▶ LISTING
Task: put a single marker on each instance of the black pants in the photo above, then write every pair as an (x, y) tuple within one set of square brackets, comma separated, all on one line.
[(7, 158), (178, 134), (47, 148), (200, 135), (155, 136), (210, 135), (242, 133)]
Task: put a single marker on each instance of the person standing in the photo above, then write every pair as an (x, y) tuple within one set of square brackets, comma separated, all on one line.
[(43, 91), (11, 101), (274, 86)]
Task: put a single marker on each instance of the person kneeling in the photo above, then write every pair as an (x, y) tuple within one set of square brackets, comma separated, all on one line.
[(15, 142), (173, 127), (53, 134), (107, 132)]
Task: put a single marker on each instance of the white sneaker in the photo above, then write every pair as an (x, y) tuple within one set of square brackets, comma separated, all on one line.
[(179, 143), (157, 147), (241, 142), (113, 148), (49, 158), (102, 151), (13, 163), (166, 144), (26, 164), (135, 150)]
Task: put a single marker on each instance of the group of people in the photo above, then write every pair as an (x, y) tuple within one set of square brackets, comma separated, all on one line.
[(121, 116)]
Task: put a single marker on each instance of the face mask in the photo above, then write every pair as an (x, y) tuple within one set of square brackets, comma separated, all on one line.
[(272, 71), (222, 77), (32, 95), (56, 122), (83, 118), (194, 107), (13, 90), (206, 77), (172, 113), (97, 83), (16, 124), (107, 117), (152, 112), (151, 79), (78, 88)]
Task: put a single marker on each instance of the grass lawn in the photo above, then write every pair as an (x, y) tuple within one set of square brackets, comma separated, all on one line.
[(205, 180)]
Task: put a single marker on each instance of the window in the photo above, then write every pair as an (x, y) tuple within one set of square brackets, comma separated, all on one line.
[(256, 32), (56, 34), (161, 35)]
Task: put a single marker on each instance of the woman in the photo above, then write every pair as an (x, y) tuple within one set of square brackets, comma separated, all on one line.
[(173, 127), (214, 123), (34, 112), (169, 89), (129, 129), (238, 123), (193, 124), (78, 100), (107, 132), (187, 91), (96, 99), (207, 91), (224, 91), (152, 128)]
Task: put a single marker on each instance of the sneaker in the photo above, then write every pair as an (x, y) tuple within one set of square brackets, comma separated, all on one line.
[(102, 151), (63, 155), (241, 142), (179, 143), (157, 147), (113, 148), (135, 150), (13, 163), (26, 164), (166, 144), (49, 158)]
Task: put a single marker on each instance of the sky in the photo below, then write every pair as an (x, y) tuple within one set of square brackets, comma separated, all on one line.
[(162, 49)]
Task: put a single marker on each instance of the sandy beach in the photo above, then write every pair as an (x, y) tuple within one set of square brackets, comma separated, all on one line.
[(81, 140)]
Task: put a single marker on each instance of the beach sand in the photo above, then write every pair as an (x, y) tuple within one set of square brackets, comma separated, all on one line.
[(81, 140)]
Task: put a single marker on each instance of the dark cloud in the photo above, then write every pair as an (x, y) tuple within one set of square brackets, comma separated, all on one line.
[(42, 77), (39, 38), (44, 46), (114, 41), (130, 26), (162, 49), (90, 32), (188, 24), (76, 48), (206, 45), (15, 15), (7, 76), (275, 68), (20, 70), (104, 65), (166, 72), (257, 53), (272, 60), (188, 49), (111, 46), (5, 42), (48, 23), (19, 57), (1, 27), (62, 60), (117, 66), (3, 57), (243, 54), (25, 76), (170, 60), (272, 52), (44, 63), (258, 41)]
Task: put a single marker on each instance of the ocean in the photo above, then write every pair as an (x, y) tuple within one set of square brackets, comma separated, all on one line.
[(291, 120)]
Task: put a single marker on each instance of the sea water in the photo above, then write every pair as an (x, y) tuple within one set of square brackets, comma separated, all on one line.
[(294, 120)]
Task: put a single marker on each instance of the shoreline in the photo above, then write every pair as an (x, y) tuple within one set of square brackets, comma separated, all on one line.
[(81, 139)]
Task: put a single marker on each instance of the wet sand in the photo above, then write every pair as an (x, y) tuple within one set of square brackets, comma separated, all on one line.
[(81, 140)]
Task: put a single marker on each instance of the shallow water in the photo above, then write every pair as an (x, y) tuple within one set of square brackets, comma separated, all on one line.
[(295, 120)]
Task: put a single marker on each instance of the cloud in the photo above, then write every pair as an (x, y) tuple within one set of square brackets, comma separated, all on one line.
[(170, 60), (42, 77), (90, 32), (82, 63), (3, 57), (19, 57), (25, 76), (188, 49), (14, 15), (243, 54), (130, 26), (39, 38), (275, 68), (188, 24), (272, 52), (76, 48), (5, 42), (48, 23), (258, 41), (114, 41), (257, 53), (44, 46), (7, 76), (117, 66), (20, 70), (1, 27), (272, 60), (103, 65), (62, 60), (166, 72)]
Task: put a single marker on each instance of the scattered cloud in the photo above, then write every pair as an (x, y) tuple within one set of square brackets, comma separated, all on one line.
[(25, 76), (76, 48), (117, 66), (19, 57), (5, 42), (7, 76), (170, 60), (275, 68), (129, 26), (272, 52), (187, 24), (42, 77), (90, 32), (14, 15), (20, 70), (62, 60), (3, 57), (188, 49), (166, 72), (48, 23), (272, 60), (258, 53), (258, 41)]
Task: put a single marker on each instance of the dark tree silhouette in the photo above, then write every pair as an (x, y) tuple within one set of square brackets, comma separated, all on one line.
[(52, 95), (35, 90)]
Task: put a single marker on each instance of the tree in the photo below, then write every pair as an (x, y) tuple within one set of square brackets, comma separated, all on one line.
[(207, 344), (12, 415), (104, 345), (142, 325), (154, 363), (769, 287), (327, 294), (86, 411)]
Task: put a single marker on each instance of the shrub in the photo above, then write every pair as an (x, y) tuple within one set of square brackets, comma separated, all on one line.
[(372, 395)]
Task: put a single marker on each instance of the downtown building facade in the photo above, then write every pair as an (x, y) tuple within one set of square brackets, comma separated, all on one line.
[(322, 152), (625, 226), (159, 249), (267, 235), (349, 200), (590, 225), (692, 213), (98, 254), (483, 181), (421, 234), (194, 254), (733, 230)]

▶ EXERCISE DESCRIPTION
Turn everything above from the line containing "Task: put a single marker on each instance of the tree" down to the end of the rows into a Markdown table with two columns, Number for the row number and Line for the line itself, leaving out blank lines.

▶ TASK OUTPUT
| Number | Line |
|---|---|
| 1 | Task: put a single marker on each instance of the tree in the photo below, then write every pair as an (x, y) tuple within one set of square brackets, comma separated, all on one line. |
| 2 | [(207, 344), (12, 415), (104, 345), (142, 325), (154, 363), (769, 287), (327, 294), (86, 411)] |
| 3 | Task: put a single marker on each instance of the shrub in the photo above, then write every pair as an (x, y) tuple within one set of square brackets, comma separated, all on one line. |
| 4 | [(372, 395)] |
| 5 | Task: put a single marker on each instance of the downtown building facade in the photo above, then write every pair as an (x, y) tuple within one set of square brackets, comma separated, all on one line. |
| 6 | [(322, 152), (625, 226), (159, 249), (267, 235), (349, 200), (590, 225), (692, 213), (98, 254), (483, 181), (421, 234), (194, 254), (733, 230)] |